Like the art world, the culture around toys can evoke a feeling of ambivalence. As simulacra, toys themselves seem at times to refuse reality. During a snowstorm, Zambreno watches her daughter play with figurines—a panda, a penguin, a bear. This scene comes just after Zambreno expresses a desire to teach her daughter about the natural world: “I thought, if I can teach her about life in the ocean, about the variety of ecosystems, then she will care later on when she learns how greatly it is threatened because of human action.” This urge, she writes, “was a way for me to cope with an ecological sorrow that was beginning to overwhelm me.” But can toys, which inspire tantrums and spending, also inspire empathy? Can empathy—and, in particular, empathy toward the nonhuman—be taught using the meager tools we have on hand?

### QUESTIONS ON THE MATERIAL
- A) Print the part of the passage on toys and empathy starting at "Like the art" and ending at "have on hand?".
- B) Answer these questions from the passage on toys and empathy:
(i) Which figurines does Zambreno's daughter play with during the snowstorm?
(ii) According to Zambreno, her urge to teach her daughter about the natural world was a way to cope with what?
(iii) What two things does the passage say toys inspire?
- C) Carry the passage on toys and empathy forward from its last sentence.

### RECORDS
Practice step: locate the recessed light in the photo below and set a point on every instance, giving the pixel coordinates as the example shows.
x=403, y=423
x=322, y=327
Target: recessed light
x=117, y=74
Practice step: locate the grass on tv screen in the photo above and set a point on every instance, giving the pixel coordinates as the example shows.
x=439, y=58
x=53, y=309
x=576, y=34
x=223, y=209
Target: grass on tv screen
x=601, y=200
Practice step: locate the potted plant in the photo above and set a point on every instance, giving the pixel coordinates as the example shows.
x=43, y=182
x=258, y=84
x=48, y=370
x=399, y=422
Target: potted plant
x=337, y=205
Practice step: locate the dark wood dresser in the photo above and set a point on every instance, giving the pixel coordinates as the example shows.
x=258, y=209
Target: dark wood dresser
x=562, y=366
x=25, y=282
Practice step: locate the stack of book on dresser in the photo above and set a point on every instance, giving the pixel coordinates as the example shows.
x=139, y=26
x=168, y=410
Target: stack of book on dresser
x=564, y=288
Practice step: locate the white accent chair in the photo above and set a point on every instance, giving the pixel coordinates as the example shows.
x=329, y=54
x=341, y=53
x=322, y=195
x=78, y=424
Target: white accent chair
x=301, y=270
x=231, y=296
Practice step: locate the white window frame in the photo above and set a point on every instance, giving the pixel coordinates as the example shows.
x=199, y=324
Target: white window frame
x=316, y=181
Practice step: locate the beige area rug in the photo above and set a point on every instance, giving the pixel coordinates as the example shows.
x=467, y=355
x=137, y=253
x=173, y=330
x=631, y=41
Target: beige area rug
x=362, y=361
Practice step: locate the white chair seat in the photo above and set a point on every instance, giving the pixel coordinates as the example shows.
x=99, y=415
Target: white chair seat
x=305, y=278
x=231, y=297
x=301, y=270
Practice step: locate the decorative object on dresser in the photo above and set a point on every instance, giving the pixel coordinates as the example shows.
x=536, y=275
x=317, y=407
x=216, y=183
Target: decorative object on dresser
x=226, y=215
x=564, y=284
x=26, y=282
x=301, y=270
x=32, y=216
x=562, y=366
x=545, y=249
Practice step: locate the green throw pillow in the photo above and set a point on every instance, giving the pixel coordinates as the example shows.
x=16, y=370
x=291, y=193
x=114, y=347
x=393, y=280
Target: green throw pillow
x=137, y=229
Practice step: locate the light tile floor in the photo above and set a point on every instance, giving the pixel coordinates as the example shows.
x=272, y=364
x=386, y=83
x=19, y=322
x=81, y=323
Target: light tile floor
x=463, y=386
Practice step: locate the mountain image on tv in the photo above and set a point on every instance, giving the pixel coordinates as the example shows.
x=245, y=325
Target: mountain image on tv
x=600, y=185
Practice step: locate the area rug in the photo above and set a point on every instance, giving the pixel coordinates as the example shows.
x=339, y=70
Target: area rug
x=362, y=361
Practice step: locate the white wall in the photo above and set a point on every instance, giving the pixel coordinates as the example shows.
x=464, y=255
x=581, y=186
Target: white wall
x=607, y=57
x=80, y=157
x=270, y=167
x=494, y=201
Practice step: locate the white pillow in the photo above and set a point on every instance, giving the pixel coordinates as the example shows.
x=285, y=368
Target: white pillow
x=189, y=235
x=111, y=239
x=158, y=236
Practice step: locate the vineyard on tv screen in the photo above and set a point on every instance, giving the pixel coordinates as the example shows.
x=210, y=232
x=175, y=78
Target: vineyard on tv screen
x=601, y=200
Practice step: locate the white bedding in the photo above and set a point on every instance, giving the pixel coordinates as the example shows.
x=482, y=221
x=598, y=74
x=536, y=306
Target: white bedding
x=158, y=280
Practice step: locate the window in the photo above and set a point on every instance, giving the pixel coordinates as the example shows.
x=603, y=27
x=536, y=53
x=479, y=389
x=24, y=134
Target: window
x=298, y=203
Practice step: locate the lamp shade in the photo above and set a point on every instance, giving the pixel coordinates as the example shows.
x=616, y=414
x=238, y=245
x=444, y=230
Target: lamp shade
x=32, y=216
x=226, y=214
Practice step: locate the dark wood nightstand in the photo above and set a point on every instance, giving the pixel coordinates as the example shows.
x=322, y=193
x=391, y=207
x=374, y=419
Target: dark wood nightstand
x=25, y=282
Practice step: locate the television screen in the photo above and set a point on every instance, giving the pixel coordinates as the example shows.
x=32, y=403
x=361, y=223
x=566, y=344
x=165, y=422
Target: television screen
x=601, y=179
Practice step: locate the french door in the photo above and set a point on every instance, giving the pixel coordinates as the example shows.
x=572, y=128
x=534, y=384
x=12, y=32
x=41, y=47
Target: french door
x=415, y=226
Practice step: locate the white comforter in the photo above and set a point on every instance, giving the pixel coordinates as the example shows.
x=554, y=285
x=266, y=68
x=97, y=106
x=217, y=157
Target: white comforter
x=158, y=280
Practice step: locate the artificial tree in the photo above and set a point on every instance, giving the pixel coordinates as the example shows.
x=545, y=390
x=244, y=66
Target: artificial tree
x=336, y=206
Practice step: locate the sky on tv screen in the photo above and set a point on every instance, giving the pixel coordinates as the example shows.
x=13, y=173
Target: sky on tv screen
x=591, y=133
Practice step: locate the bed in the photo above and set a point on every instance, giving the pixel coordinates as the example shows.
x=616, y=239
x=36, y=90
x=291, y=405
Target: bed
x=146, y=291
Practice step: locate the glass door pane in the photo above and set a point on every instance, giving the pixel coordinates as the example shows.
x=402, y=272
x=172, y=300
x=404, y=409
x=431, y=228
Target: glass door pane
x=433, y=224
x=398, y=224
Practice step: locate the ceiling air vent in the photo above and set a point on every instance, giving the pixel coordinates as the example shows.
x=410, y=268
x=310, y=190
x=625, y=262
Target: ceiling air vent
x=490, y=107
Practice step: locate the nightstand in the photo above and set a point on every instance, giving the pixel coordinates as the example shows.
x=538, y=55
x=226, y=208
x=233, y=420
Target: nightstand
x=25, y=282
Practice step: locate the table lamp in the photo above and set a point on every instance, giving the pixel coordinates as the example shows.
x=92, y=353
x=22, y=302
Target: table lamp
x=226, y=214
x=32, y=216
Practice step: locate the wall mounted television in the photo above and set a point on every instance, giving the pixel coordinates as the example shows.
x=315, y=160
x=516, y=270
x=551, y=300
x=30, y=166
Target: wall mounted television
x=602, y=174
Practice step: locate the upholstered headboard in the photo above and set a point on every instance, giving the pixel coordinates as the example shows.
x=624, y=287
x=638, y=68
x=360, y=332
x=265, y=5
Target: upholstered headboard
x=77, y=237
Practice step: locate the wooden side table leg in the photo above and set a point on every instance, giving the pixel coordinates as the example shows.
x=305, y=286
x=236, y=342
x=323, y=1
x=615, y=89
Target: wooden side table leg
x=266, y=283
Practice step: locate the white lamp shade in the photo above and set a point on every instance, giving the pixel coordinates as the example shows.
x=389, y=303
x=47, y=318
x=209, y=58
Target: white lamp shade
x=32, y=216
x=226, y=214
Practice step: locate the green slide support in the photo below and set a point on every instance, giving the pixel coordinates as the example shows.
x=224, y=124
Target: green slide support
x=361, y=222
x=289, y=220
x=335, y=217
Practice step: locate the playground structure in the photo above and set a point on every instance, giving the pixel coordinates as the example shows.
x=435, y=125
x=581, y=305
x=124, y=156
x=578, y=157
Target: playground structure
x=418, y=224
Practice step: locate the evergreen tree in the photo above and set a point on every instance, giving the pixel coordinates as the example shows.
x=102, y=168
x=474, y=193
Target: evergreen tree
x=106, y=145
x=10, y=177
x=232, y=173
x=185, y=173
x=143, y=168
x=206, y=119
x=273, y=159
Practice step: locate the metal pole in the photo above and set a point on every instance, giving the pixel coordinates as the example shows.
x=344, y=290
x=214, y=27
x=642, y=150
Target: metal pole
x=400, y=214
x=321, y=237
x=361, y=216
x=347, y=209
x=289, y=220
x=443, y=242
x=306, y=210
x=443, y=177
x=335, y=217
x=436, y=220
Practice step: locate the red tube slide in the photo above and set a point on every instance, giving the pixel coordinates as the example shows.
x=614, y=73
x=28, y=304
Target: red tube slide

### TASK RESPONSES
- A)
Like the art world, the culture around toys can evoke a feeling of ambivalence. As simulacra, toys themselves seem at times to refuse reality. During a snowstorm, Zambreno watches her daughter play with figurines—a panda, a penguin, a bear. This scene comes just after Zambreno expresses a desire to teach her daughter about the natural world: “I thought, if I can teach her about life in the ocean, about the variety of ecosystems, then she will care later on when she learns how greatly it is threatened because of human action.” This urge, she writes, “was a way for me to cope with an ecological sorrow that was beginning to overwhelm me.” But can toys, which inspire tantrums and spending, also inspire empathy? Can empathy—and, in particular, empathy toward the nonhuman—be taught using the meager tools we have on hand?

- B)
(i) A panda, a penguin, and a bear.
(ii) An ecological sorrow that was beginning to overwhelm her.
(iii) Tantrums and spending.

- C)
The great gulf between Zambreno’s ecological sorrow and the image of her daughter playing with a plastic menagerie of animals glommed together from different biomes encapsulates the central tension in this memoir. The writer wishes to impart her thoughtful way of looking at the world to an audience that is too young to grasp the severity of climate change, the pandemic, capitalism, and other systemic ills. This tension echoes a passage in Maggie Nelson’s 2021 book On Freedom. There, the critic and poet describes visiting a junkyard with her toddler son and watching him pretend to drive an abandoned coal train. The memory is a happy one, for both mother and son. But what the mother knows, and what the child doesn’t know, is that the advent of such trains marked the start of the Anthropocene, which will make the earth uninhabitable for his and future generations.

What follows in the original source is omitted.